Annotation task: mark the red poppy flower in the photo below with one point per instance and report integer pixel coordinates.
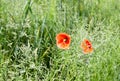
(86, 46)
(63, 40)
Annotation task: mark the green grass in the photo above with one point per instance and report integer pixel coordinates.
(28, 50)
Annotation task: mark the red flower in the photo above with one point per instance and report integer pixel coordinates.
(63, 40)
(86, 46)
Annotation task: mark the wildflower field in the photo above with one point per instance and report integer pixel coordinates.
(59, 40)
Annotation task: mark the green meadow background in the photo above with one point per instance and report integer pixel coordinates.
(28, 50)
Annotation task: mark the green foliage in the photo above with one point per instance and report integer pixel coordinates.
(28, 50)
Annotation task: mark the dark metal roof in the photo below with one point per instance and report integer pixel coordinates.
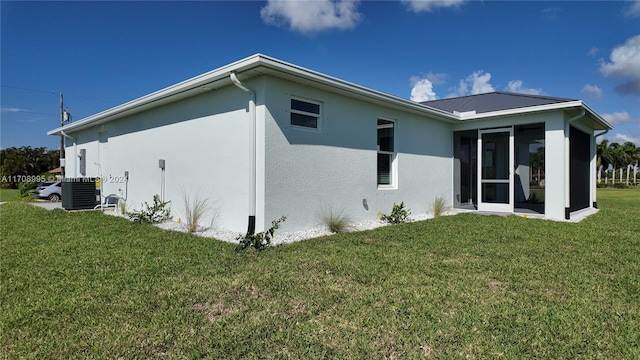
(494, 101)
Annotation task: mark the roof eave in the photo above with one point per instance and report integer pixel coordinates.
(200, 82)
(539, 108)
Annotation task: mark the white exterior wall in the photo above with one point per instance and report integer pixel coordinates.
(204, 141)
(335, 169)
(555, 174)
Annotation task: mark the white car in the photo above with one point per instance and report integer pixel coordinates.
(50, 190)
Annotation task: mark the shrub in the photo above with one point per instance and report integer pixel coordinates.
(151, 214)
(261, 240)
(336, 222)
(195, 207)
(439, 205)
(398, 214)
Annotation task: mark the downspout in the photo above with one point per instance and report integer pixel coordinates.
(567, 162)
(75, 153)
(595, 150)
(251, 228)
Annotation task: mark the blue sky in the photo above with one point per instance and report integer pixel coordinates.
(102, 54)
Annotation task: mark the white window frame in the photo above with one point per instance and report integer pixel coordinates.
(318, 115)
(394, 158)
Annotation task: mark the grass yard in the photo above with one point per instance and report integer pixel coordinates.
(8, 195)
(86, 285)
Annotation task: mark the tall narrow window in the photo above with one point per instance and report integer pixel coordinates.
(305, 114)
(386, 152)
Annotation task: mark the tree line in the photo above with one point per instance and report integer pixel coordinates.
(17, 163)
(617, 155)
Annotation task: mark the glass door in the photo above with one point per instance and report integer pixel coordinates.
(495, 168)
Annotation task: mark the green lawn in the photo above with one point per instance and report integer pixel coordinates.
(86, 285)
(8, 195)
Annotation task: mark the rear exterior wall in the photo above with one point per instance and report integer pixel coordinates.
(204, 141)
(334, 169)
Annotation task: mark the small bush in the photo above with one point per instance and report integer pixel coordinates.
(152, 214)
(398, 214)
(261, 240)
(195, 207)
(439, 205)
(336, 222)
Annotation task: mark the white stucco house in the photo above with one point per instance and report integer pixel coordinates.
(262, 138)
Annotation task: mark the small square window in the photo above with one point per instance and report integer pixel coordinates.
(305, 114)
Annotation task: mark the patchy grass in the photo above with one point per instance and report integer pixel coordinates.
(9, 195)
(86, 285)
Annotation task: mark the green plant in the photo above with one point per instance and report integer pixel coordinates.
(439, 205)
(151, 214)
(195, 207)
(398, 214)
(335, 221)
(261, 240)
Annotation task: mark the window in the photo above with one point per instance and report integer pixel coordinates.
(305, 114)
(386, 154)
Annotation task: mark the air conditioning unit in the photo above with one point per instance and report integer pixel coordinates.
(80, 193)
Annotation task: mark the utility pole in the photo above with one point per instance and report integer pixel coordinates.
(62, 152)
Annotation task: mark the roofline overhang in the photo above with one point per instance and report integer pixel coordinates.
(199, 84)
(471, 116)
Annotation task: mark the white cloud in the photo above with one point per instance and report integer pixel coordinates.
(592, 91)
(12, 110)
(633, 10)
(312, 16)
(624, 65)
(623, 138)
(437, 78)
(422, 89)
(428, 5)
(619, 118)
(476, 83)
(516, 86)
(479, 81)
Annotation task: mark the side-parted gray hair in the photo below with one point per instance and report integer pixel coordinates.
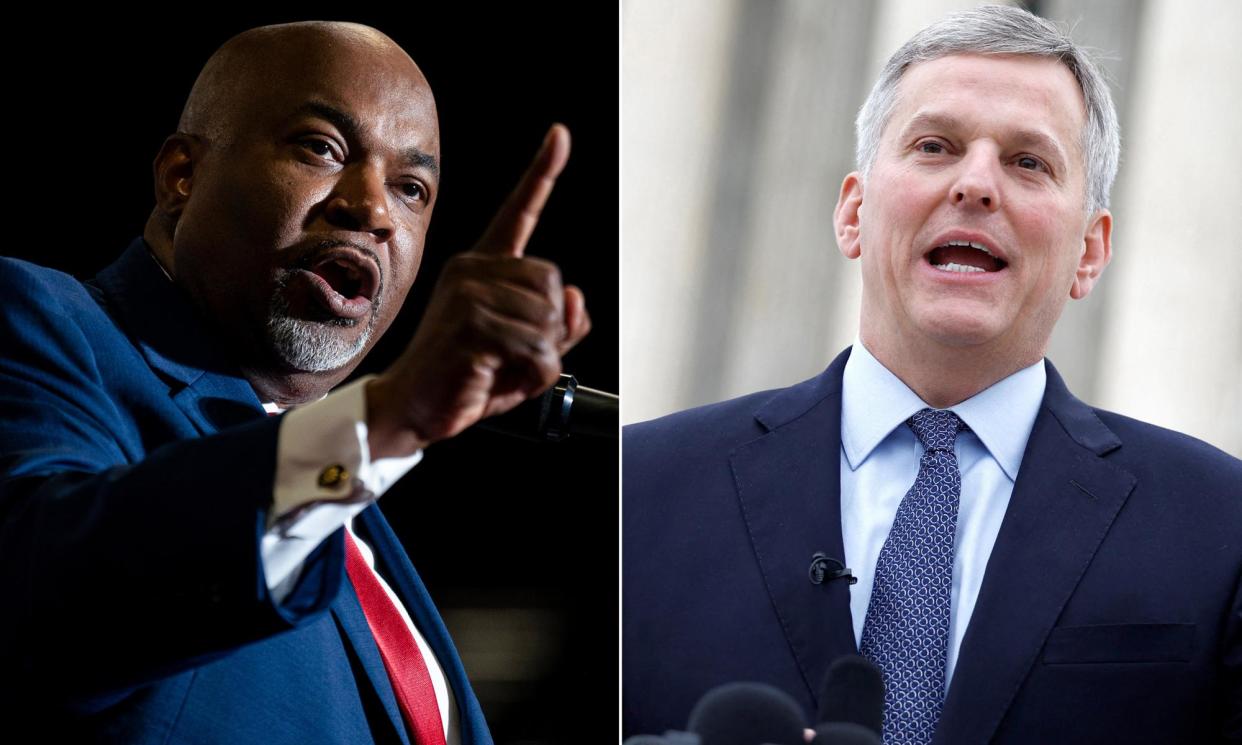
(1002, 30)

Work to be completed: No pictures belong in the copy. Retype exactly, and only, the lines from the line containing "Annotation task: mark the white cloud" through the last line of the data, both included.

Solution to this exercise:
Annotation task: mark the white cloud in the photo above with one point per instance and report integer pixel coordinates.
(592, 91)
(12, 110)
(633, 10)
(312, 16)
(624, 65)
(623, 138)
(437, 78)
(422, 89)
(428, 5)
(619, 118)
(476, 83)
(516, 86)
(479, 81)
Annotation task: mark the side-parted gray hair in the photo below with one point per instance and report integer pixel coordinates.
(1002, 30)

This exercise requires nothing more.